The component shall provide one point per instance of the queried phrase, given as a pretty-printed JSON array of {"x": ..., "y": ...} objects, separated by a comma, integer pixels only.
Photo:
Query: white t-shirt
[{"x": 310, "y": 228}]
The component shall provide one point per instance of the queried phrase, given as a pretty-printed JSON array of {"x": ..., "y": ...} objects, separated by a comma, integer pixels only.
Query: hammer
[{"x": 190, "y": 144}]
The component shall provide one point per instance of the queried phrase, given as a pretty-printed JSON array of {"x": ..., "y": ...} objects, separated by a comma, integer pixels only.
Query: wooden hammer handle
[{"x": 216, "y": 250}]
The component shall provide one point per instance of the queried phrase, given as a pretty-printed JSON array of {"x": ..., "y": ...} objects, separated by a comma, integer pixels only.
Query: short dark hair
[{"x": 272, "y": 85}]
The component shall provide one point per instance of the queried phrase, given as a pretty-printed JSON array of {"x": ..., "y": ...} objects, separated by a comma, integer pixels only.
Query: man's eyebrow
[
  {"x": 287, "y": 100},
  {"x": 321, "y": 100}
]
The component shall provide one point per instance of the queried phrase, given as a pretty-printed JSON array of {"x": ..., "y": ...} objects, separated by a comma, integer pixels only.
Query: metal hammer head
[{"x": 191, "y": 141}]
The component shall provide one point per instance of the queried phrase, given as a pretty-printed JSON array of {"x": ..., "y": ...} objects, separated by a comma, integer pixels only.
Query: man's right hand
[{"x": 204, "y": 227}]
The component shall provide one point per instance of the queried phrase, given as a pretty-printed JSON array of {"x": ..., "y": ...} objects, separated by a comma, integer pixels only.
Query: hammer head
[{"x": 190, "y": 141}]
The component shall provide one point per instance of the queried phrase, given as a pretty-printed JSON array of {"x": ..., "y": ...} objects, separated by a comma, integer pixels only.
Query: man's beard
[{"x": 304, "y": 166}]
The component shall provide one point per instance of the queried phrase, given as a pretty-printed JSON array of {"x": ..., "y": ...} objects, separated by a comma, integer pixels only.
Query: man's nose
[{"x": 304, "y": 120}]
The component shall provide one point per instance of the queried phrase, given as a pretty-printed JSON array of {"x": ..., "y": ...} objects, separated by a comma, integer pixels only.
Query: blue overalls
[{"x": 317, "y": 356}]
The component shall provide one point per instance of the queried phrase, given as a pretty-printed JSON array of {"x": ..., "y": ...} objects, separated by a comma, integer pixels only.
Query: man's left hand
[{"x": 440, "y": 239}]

—————

▶ [Assignment]:
Your answer should consist solely of the lines from the one containing "Query: man's nose" through the last line of the listing, written out word for word.

▶ [Solution to the problem]:
Query: man's nose
[{"x": 304, "y": 120}]
The component shall provide one point per instance of the queried phrase, given as a pretty-printed JSON array of {"x": ..., "y": ...} objects, separated by a comma, integer pixels only.
Query: blue overalls
[{"x": 317, "y": 356}]
The component shall provide one point per instance of the queried phrase, given as a pretty-printed JSON array of {"x": ..., "y": ...} objects, separated by a comma, integer pixels only.
Query: man's left hand
[{"x": 440, "y": 239}]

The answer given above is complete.